Lines below that include the word "pedestrian" should each be copied.

Dataset excerpts
►
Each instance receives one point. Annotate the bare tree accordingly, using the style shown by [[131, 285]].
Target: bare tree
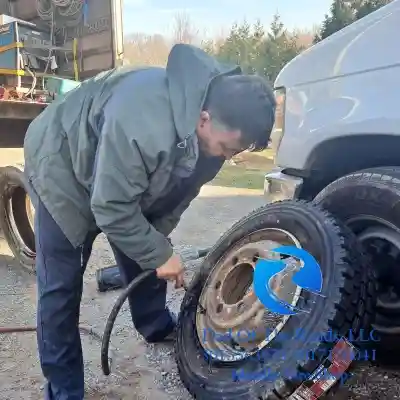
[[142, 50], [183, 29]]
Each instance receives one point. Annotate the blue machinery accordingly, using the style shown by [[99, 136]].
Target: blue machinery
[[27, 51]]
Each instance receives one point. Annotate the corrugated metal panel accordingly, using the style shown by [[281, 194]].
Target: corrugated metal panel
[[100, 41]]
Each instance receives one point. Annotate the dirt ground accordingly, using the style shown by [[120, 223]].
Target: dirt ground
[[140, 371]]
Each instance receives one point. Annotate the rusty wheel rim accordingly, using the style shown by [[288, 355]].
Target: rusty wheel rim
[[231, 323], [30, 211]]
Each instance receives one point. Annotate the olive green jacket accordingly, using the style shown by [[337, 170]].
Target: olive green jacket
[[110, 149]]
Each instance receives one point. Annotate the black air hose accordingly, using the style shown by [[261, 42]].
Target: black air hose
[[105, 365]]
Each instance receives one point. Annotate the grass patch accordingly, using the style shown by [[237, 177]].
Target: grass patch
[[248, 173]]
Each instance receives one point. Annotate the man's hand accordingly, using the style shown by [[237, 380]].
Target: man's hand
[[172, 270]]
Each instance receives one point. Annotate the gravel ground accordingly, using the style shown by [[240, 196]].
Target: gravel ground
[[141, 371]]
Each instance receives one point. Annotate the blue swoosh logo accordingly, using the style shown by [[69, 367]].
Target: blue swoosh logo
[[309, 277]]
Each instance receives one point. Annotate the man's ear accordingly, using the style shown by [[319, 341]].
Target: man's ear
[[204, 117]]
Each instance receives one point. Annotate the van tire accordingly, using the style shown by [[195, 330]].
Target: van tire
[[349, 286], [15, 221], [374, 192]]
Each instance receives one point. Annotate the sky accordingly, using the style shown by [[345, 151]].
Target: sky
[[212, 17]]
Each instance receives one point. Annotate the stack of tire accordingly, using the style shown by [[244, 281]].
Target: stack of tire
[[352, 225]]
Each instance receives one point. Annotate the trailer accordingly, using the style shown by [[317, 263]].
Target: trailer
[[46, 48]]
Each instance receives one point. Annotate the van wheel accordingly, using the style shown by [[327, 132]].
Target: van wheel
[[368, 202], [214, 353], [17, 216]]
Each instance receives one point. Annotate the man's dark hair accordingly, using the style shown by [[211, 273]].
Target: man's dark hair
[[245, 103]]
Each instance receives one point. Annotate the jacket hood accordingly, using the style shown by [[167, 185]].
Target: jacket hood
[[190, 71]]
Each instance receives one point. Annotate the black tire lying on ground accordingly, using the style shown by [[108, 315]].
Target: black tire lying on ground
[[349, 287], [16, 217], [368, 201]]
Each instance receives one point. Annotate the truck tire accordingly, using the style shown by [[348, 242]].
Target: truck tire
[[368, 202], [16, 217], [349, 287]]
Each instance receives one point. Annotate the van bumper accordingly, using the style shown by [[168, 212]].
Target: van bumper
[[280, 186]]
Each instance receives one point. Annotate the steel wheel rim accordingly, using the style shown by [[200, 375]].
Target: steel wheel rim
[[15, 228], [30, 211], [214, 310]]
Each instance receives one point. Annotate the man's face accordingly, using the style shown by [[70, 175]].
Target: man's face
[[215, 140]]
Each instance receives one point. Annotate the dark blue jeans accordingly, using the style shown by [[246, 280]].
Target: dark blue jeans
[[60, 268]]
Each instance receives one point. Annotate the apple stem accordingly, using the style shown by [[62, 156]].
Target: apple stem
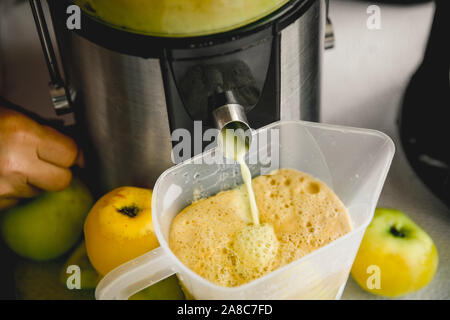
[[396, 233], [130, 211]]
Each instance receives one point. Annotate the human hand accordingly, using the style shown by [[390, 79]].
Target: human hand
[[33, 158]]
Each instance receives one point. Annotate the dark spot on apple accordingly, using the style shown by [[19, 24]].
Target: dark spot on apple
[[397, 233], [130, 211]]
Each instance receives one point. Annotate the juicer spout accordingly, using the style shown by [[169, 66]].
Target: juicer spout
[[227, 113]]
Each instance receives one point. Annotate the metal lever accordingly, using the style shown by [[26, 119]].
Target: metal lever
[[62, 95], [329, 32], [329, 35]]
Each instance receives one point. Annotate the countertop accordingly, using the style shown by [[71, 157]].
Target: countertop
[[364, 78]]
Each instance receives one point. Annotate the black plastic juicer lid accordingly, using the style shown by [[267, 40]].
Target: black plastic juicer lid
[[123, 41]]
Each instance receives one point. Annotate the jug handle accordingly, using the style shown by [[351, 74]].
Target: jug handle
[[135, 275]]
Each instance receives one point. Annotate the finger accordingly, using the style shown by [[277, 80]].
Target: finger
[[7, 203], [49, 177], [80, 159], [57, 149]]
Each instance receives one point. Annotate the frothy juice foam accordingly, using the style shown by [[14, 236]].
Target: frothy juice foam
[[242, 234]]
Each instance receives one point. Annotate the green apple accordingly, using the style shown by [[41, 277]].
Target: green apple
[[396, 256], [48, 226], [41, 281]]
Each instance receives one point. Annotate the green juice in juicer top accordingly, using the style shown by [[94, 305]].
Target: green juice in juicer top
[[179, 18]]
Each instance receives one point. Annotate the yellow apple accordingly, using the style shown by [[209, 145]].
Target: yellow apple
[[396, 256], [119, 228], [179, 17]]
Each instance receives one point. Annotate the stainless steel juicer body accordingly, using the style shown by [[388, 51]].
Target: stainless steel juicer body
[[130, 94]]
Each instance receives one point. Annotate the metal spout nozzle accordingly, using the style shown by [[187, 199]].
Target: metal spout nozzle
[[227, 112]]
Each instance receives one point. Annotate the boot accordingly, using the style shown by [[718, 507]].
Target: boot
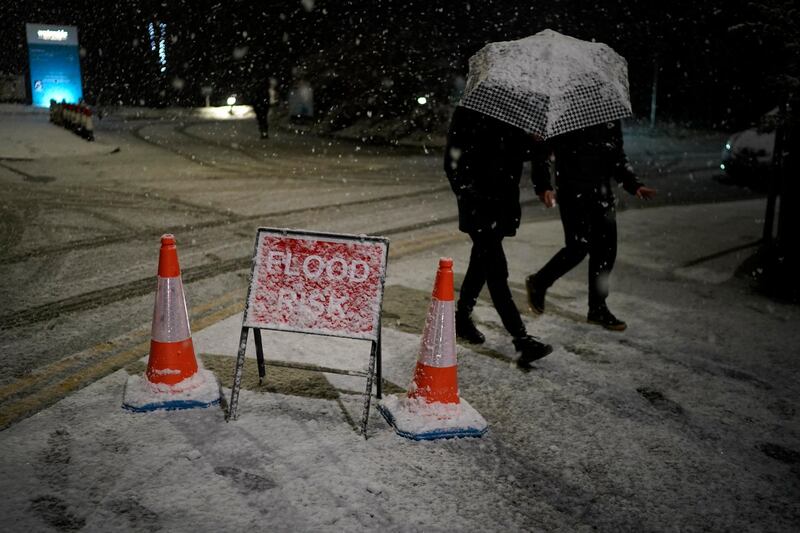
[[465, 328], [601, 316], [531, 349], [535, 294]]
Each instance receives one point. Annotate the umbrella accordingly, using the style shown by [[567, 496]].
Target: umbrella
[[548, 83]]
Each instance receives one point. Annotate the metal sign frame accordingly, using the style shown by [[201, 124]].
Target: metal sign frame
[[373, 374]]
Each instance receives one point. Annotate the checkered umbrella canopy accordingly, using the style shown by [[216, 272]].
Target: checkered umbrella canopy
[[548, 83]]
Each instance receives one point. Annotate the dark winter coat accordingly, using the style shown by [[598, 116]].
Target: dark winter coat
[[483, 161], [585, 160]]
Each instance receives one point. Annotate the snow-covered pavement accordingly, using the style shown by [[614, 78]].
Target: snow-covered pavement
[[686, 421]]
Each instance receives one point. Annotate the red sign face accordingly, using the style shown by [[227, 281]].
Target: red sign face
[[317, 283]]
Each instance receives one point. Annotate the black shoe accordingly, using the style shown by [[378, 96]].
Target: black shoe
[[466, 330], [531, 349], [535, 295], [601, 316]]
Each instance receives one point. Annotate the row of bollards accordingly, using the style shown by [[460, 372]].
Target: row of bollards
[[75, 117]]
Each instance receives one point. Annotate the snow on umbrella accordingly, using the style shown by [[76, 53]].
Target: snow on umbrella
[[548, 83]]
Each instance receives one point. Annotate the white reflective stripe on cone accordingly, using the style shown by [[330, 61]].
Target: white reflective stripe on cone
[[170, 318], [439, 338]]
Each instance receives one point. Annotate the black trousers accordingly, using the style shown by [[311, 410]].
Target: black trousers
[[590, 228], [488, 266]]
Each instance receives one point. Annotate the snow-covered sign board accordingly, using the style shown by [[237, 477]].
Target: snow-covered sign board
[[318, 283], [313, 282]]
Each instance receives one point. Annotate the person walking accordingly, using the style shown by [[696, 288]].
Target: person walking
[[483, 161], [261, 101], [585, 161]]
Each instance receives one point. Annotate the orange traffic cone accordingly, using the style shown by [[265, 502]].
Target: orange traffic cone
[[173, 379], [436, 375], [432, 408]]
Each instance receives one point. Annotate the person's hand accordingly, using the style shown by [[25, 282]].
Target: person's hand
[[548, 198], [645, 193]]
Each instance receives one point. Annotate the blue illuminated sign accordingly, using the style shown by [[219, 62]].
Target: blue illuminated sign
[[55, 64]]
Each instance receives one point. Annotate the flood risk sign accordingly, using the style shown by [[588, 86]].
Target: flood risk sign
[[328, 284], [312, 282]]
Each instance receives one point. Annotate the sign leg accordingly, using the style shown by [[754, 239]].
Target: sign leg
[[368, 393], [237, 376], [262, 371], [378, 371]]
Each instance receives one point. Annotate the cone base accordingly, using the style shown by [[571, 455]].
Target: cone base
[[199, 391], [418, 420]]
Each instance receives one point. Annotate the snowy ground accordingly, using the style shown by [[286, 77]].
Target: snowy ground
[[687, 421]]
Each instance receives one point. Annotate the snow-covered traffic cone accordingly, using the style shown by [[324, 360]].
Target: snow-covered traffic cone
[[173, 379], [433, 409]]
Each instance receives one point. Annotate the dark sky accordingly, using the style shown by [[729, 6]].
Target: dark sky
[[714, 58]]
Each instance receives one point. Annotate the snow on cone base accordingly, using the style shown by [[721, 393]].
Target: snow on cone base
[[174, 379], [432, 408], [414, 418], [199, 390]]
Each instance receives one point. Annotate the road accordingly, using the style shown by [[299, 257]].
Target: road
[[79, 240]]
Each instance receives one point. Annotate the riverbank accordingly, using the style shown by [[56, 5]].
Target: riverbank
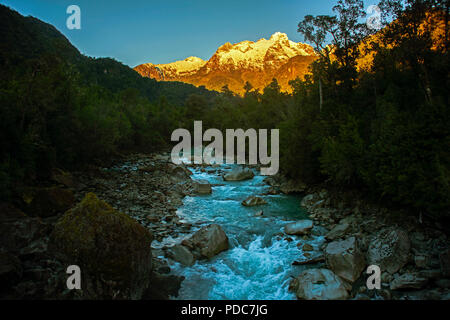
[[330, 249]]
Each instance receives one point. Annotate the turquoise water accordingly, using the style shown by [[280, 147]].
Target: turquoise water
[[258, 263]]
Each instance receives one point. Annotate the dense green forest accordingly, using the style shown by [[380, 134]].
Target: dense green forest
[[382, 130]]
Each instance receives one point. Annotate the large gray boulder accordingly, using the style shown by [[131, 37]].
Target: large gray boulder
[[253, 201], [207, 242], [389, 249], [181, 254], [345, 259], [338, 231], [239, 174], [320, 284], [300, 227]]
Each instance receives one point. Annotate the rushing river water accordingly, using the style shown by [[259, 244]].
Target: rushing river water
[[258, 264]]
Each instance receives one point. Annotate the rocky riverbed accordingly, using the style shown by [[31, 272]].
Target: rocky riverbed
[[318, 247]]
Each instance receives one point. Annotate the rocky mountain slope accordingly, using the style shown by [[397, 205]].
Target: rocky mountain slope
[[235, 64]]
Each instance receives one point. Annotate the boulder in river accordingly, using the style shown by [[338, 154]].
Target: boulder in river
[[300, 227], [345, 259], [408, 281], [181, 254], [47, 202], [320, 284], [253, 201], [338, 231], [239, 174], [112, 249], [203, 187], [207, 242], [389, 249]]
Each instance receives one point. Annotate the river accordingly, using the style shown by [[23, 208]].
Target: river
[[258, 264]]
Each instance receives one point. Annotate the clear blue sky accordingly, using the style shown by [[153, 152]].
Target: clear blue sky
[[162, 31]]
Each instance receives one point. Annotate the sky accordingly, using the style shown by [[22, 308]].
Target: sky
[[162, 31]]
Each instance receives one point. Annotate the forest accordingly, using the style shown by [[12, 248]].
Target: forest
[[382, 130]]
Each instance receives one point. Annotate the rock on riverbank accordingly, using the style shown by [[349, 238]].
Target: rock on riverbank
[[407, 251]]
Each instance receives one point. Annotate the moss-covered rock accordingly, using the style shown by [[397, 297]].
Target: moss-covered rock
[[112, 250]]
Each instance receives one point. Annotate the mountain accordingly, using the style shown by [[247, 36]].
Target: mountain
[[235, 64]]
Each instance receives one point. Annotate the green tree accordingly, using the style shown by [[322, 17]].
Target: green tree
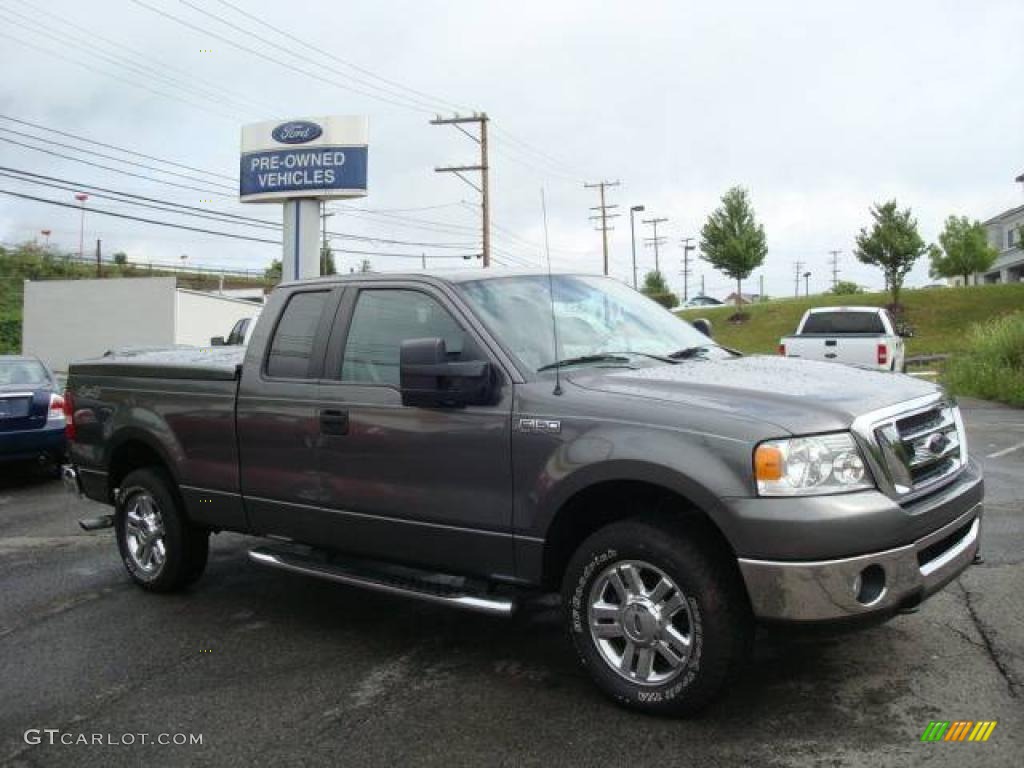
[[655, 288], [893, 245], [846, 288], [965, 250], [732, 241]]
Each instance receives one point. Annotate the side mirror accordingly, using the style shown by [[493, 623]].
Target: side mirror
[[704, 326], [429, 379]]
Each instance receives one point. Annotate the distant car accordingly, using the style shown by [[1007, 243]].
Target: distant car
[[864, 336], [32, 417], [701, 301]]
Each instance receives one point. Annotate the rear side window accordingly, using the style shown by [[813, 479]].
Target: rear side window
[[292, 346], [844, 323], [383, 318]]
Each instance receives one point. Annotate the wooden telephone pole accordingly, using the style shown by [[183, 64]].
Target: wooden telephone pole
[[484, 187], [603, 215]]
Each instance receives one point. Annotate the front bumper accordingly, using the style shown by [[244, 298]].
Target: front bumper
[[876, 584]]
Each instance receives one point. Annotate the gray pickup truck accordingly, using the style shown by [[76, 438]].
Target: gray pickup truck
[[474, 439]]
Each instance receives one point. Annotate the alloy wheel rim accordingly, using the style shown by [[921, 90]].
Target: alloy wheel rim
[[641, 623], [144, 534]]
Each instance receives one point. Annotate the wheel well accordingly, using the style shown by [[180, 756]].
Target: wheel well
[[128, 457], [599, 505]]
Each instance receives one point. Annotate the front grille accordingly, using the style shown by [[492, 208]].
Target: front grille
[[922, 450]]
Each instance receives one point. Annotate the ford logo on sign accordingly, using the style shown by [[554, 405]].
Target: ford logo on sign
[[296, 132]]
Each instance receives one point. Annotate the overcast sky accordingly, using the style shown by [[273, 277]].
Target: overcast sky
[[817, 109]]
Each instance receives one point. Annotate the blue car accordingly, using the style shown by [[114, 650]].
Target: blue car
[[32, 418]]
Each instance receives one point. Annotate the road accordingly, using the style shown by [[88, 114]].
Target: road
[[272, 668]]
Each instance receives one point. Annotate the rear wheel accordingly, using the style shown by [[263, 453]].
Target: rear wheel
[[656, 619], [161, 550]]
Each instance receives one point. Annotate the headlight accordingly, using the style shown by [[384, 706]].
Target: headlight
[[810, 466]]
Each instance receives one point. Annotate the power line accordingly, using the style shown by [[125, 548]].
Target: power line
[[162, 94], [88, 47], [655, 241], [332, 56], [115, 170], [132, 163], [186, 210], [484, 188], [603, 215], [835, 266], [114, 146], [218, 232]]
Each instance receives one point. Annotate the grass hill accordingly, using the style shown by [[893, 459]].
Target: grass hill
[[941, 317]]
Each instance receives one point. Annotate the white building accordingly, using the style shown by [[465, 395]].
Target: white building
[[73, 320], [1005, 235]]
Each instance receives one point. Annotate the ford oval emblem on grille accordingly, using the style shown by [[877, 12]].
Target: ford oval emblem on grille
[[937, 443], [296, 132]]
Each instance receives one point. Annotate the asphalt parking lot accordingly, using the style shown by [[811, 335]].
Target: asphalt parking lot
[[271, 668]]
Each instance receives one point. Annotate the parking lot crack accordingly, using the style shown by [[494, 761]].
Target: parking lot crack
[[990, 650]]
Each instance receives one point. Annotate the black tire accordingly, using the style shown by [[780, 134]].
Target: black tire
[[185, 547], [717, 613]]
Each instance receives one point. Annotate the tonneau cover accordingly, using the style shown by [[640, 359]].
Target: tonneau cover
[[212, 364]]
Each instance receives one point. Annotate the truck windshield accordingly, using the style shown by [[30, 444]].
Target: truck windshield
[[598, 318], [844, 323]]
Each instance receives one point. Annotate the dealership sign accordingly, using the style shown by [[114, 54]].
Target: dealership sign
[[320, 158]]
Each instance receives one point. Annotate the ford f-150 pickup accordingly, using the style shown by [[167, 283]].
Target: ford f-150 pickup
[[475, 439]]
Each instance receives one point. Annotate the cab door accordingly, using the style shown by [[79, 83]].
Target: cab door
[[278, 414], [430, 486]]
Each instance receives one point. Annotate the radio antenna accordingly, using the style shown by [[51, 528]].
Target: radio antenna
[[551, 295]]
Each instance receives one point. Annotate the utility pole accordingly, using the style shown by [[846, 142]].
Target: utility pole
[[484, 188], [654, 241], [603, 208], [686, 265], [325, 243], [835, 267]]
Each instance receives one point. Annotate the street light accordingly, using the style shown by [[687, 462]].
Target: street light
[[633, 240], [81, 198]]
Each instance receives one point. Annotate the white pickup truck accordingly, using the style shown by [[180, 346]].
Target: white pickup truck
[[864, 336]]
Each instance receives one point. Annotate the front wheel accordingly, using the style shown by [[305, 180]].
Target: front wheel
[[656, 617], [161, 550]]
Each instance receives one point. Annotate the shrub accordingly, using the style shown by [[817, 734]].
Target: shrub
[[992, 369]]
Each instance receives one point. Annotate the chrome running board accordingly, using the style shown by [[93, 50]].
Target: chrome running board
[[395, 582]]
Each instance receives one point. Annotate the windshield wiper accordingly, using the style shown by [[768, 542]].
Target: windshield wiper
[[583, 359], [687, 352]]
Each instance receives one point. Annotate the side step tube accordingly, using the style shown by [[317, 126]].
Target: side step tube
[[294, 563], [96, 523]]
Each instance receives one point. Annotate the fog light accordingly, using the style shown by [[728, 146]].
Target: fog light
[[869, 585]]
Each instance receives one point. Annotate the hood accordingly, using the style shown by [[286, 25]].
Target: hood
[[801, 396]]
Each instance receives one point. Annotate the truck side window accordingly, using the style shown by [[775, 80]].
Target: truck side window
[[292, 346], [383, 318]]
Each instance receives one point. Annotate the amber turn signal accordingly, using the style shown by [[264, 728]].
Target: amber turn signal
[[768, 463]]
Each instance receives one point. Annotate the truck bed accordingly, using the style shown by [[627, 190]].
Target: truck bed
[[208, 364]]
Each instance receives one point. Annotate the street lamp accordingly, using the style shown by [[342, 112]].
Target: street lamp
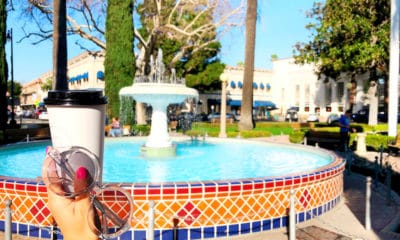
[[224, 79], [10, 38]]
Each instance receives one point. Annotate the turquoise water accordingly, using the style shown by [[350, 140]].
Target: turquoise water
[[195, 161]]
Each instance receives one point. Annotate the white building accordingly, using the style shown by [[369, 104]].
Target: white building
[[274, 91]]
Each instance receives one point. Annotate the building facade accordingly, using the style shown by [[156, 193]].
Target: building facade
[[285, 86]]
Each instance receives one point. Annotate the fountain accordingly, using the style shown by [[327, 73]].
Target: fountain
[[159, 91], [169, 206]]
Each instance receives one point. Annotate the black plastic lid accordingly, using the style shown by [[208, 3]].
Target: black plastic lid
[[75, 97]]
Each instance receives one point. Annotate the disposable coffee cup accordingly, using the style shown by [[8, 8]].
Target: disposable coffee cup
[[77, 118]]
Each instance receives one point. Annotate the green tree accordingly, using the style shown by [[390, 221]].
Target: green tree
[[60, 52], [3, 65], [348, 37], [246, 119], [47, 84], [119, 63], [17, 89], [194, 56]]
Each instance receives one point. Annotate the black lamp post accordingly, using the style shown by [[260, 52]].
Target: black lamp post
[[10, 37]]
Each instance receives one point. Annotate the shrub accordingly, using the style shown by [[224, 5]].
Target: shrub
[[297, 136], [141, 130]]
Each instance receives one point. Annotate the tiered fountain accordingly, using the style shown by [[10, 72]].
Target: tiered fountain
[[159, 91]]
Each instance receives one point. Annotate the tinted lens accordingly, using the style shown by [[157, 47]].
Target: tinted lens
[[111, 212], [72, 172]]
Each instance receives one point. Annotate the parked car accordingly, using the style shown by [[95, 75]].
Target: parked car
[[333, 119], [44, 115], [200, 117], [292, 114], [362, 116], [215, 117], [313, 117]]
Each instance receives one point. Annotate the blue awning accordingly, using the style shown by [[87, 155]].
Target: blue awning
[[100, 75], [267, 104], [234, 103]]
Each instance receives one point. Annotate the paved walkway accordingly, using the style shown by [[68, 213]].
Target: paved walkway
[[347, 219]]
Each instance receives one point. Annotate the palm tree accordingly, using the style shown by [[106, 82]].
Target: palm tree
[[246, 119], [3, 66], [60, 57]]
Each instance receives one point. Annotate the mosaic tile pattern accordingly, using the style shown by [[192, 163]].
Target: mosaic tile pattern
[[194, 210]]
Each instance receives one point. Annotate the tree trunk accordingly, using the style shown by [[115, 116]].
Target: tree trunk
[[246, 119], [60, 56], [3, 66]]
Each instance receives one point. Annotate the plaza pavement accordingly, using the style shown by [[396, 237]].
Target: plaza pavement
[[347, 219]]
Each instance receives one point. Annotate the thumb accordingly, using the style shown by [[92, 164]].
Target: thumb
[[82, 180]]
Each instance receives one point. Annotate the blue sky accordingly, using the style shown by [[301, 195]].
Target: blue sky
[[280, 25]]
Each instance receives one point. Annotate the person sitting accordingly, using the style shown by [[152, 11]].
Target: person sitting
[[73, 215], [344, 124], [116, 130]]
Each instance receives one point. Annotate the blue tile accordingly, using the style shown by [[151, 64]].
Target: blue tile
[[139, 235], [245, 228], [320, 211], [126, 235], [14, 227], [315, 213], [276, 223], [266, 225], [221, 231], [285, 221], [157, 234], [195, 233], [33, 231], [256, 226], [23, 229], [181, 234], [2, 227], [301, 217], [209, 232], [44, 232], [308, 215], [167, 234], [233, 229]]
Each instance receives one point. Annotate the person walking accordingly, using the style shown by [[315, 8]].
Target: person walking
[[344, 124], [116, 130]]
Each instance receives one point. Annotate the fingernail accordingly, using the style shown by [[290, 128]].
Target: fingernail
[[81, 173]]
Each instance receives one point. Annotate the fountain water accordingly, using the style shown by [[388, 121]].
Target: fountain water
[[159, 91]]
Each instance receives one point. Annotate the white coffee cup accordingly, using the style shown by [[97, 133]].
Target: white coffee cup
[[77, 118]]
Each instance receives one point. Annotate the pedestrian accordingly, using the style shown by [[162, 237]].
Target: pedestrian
◄
Response:
Each instance receives one point. Annotate the pedestrian accordingly, using the style shown by [[162, 237]].
Target: pedestrian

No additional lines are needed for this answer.